*EXCERPT PROVIDED*.
● ● ●
Make sure the modules are loaded _before_ you plug in the device.


----------



## Phishfry (Mar 11, 2016)

VID=1782 PID=3d00
Is a SpreadTrum device.


----------



## Phishfry (Mar 12, 2016)

So googling the name I see this is a cell phone. So you want to tether your cell phone to FreeBSD for data services.

https://www.freebsd.org/doc/handbook/network-usb-tethering.html


----------



## Phishfry (Mar 12, 2016)

Maybe to save yourself some headache guessing the protocol. I would boot up to either Windows or Ubuntu and scope the device finding out what it uses then work that back into a FreeBSD solution. Might just require a usbdevs modification/recompile. I would check usbdevs first to see if supported.


----------



## Phishfry (Mar 12, 2016)

I don't see the idVendor or VID in usbdevs
https://github.com/freebsd/freebsd/blob/master/sys/dev/usb/usbdevs


----------



## dmtr (Mar 12, 2016)

Phishfry said:


> I don't see the idVendor or VID in usbdevs
> https://github.com/freebsd/freebsd/blob/master/sys/dev/usb/usbdevs


Yes, of course.
I couldn't find the VID in /usr/src/sys/dev/usb/usbdevs

I find
http://technotation.com/2012/08/15/freebsd-and-mobile-broadband/
I found here the instructions. I want to try.
● ● ●
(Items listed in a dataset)
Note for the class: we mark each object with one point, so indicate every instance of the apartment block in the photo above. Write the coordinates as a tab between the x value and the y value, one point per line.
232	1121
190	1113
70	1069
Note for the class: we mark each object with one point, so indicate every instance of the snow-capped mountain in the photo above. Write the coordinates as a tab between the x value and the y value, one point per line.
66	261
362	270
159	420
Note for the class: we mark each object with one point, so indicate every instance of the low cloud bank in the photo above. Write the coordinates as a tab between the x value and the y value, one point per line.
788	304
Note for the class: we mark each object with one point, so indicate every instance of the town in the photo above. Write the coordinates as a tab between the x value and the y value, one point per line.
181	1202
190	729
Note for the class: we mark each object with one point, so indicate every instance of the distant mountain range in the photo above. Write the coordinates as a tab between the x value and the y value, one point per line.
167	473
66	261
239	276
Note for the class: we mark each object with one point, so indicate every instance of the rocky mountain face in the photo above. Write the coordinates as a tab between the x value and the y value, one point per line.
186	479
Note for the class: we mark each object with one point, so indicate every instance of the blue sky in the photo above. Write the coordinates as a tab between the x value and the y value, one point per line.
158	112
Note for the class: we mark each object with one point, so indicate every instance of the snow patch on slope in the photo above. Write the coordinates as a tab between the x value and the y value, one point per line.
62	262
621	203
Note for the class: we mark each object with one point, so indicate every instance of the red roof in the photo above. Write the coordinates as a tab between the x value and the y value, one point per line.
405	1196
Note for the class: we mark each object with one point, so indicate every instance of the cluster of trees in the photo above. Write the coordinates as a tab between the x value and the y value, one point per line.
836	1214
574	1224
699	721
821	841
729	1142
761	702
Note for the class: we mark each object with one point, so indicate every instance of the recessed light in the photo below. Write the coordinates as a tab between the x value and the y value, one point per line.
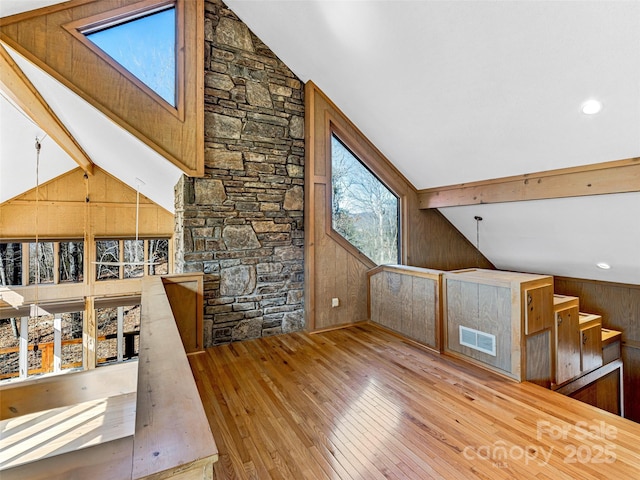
591	107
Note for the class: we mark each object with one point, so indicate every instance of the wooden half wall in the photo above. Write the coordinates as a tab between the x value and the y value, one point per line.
333	267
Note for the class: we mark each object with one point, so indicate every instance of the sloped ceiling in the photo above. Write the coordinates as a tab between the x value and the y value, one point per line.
456	91
108	145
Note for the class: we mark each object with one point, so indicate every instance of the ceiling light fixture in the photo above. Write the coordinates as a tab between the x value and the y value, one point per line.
591	107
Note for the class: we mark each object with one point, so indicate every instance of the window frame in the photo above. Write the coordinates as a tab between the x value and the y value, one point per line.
110	18
351	144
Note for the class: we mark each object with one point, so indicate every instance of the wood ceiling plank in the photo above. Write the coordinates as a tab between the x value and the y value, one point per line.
620	176
49	38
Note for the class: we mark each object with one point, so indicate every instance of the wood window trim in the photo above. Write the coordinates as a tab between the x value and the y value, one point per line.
351	143
113	18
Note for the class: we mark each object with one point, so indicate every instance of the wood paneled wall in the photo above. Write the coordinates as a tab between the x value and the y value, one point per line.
50	38
332	268
62	210
619	305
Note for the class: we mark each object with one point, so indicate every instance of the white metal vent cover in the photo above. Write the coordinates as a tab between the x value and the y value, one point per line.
481	341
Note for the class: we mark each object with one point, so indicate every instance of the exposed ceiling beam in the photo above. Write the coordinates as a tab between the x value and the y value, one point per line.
15	84
619	176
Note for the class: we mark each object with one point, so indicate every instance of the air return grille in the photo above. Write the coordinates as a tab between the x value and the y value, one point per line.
481	341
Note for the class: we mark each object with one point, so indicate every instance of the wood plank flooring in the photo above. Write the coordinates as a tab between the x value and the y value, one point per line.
361	403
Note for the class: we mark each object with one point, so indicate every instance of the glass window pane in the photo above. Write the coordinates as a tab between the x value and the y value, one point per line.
159	256
364	211
131	330
10	264
41	262
9	348
107	254
145	46
133	258
40	354
107	320
71	339
71	264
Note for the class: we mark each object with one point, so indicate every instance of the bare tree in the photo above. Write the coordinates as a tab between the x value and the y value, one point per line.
364	210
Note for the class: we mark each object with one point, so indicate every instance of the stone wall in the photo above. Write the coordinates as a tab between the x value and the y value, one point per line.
242	224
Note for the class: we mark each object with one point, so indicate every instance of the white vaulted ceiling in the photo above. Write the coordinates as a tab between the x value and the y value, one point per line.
459	91
108	145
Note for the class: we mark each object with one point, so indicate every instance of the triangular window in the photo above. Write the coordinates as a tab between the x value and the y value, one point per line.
145	45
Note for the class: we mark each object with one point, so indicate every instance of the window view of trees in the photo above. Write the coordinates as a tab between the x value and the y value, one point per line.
118	333
71	255
134	257
107	251
364	211
9	347
10	264
159	256
41	262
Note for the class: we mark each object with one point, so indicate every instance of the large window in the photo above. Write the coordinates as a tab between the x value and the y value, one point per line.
145	46
363	210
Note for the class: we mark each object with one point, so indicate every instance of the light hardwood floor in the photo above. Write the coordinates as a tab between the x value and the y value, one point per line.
361	403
● ● ●
*INSTRUCTION 1*. Which lines in the rows contain the word "trees"? Find each one and copy it.
*INSTRUCTION 2*. Can you carry the forum thread about connecting a SpreadTrum phone to FreeBSD forward, writing what comes next after its final post?

*WRITTEN RESPONSE 1*.
Note for the class: we mark each object with one point, so indicate every instance of the cluster of trees in the photo above. Write the coordinates as a tab between the x value and the y value, one point per line.
Note for the class: we mark each object with one point, so indicate every instance of the window view of trees in the photo above. Write the coordinates as a tab between the x value and the y value, one point per line.

*WRITTEN RESPONSE 2*.
----------



## dmtr (Mar 12, 2016)

Phishfry said:


> VID=1782 PID=3d00
> Is a SpreadTrum device.


It is not strange, but it's SAMSUNG.
The camera in this phone is absent physically


----------



## Phishfry (Mar 12, 2016)

dmtr said:


> It is not strange, but it's SAMSUNG.


What I am saying is your Samsung phone uses a SpreadTrum USB device to interface with USB clients.
Lookup the VID... It is a SOC with 3G radio and USB interfaces.


----------



## dmtr (Mar 12, 2016)

dmtr said:


> It is not strange, but it's SAMSUNG.
> The camera in this phone is absent physically


I said nonsense.
VID-1782 is a producer named Spreadtrum Communications Inc.
Fined on http://www.linux-usb.org/usb.ids
Clear.
Only in source code of FreeBSD there is no mention of this manufacturer.

`kldload` if_urndis
`kldload` if_cdce
`kldload` if_ipheth

do not give result.

Still not convinced that it can only access the phone memory...


----------



## dmtr (Mar 12, 2016)

And we can find out and poll the device using usbconfig?
With help of `usbconfig` commands.


----------



## Phishfry (Mar 14, 2016)

Did you compile your own kernel with usbdevs of the device? The device is currently unsupported. Nothing to poll.
Not even the Vendor is found. So add both VID and PID recompile your kernel and see what happens. It is quite easy to try. You still don't know which communications protocol to try so save yourself some heartache and try other operating systems to see how it communicates.
Ubuntu Live is your friend.  If it don't work there then you might want to try Windows. You need to find out. It may be a proprietary Windows scheme and unusable.


----------



## dmtr (Mar 16, 2016)

Good day!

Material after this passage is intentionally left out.